PROBLEM TO SOLVE
Render every line of the records below as a JSON list of strings, one string per line, leaving out blank lines. Omit the pictures from your answer.

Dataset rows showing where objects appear
|---|
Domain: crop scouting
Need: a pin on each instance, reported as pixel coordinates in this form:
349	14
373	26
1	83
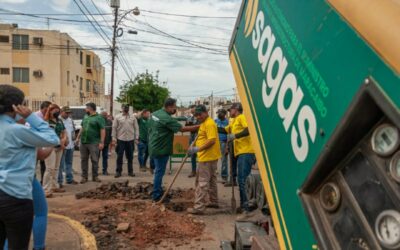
|---|
FINAL RESULT
[
  "Domain: crop scouting",
  "Need: a pin on each instance, reported as pixel coordinates in this form:",
  "349\t14",
  "373\t26",
  "1\t83"
]